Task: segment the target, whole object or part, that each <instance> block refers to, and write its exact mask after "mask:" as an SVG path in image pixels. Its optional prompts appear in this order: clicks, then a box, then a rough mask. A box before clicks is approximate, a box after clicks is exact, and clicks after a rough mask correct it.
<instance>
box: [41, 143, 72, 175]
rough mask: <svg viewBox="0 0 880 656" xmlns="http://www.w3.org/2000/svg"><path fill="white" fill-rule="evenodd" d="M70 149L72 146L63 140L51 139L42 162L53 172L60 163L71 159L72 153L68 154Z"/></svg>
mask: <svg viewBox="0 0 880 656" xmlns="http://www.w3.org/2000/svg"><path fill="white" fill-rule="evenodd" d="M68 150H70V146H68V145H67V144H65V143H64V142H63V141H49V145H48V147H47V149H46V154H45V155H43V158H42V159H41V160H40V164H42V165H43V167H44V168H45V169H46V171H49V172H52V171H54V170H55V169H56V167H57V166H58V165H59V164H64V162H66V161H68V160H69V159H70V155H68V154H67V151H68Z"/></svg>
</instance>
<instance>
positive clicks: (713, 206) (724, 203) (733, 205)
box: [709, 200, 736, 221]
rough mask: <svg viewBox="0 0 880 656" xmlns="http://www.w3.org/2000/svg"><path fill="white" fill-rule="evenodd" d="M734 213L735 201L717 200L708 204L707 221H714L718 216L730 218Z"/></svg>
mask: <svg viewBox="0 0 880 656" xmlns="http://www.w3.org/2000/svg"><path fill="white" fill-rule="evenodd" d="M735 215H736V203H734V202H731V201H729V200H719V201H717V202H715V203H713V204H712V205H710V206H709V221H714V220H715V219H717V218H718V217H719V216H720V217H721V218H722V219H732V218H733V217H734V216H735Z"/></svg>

:::

__Aim of the exercise__.
Every line above that contains "clicks" counts once. Give the number of those lines and nothing more.

__Reply__.
2